## Exercise input
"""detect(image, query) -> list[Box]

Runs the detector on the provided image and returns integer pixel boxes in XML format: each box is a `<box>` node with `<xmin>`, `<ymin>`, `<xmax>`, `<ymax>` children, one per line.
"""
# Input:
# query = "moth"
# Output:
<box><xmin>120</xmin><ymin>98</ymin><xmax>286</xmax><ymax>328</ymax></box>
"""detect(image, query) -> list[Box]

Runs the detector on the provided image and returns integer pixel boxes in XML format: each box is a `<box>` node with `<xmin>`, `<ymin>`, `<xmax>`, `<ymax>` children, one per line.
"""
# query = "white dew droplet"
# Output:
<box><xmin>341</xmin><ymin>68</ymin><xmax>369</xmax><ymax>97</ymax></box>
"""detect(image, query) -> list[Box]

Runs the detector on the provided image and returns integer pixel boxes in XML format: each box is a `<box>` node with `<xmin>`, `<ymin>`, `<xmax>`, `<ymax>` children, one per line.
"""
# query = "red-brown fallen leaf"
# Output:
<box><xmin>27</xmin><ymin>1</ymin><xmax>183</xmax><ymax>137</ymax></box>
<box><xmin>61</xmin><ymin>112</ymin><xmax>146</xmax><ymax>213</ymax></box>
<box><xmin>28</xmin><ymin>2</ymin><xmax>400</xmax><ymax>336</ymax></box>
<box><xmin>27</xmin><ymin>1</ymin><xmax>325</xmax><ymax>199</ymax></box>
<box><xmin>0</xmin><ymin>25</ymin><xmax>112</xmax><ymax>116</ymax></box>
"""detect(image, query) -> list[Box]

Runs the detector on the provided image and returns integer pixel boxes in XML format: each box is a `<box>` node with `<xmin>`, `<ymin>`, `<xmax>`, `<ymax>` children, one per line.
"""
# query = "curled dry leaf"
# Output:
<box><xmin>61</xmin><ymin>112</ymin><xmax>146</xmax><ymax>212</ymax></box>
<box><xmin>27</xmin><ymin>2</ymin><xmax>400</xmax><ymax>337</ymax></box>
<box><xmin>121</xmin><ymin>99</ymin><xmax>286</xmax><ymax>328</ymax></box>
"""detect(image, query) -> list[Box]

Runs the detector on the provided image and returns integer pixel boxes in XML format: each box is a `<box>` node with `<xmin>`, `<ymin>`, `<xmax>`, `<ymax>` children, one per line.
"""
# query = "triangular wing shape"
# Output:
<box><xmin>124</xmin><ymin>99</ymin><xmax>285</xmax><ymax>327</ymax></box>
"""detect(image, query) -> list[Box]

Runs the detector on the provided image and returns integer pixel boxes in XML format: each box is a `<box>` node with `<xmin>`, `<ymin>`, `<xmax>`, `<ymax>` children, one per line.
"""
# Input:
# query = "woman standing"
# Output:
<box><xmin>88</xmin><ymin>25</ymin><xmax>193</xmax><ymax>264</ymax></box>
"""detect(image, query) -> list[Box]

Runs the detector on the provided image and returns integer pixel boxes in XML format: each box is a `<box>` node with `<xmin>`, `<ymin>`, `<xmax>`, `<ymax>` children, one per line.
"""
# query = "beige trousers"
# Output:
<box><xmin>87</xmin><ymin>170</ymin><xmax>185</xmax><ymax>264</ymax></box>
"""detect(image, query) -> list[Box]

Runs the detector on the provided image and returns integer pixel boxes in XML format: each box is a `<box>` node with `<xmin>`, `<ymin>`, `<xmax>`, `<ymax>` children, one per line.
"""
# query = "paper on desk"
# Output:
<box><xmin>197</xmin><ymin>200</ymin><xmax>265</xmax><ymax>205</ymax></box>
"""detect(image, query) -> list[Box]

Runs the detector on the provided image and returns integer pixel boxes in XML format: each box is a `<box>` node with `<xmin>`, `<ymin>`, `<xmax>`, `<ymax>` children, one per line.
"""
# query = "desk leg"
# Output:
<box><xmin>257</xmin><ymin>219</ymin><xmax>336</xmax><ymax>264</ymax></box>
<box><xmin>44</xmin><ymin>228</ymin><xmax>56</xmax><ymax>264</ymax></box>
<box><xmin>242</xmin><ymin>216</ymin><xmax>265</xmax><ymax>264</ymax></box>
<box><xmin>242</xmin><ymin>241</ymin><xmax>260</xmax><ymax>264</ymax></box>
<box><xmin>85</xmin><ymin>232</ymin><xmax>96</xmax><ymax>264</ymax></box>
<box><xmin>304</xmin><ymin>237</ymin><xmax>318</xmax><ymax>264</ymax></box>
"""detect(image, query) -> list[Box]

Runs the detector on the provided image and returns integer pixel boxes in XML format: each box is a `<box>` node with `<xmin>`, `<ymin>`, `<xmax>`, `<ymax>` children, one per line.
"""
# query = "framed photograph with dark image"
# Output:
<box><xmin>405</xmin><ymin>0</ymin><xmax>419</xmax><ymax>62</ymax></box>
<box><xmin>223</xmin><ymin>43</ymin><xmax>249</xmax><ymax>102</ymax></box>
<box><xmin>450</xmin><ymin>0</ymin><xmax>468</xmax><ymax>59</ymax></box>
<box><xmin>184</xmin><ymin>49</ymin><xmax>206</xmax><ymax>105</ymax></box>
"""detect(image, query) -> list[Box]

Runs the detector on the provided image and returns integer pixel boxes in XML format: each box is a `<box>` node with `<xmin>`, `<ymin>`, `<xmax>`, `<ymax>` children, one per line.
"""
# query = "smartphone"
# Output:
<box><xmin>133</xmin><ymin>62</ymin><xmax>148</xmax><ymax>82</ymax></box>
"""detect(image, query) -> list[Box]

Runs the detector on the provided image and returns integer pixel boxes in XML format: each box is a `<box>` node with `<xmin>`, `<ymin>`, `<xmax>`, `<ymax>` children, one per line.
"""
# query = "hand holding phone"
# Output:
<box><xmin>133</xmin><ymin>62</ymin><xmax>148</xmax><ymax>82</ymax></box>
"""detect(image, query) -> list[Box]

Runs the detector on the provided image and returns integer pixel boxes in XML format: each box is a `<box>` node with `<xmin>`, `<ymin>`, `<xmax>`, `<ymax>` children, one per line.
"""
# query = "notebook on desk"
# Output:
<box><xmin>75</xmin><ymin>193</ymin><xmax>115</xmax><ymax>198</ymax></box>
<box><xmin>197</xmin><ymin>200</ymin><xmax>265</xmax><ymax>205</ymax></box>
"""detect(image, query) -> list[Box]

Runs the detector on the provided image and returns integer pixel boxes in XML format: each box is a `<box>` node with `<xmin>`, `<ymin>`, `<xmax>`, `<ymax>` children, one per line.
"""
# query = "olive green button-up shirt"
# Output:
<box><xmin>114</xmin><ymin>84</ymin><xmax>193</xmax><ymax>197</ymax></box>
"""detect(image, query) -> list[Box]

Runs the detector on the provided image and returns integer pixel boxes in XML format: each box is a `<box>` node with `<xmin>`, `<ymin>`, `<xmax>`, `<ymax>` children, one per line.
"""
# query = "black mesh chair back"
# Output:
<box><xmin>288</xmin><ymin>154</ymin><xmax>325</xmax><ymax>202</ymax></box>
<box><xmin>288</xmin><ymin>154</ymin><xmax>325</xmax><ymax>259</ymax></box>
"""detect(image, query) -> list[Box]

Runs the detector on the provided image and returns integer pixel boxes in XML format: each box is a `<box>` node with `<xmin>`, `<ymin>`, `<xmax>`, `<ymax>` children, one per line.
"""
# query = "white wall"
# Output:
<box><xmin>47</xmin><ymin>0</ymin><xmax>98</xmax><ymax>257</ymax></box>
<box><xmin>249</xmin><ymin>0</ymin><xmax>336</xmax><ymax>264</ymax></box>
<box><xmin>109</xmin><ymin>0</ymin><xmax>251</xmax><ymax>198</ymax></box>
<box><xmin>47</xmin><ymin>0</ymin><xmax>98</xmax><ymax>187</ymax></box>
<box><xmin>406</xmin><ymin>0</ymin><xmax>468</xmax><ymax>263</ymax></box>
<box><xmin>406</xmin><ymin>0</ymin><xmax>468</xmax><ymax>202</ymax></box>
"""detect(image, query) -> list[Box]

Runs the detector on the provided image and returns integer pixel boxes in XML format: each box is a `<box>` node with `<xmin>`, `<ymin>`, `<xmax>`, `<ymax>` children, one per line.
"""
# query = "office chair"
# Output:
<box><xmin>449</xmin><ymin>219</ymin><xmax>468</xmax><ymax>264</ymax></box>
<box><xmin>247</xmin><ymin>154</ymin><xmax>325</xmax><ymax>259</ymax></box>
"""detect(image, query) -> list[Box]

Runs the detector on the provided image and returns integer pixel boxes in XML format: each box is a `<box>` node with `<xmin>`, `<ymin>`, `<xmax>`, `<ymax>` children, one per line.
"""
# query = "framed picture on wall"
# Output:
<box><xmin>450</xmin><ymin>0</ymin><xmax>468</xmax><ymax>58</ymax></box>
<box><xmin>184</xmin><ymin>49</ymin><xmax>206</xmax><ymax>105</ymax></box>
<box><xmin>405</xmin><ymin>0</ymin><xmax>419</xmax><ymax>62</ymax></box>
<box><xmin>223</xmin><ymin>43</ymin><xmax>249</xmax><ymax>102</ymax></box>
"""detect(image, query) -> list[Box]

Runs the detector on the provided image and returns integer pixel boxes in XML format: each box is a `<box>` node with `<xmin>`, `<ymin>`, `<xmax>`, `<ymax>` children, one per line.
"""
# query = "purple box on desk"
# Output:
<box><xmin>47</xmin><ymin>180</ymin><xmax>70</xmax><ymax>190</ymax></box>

## Objective
Find every line in the listing above that contains the word "wall" and copy each one.

## Finished task
# query = "white wall"
# query = "framed picture on wall"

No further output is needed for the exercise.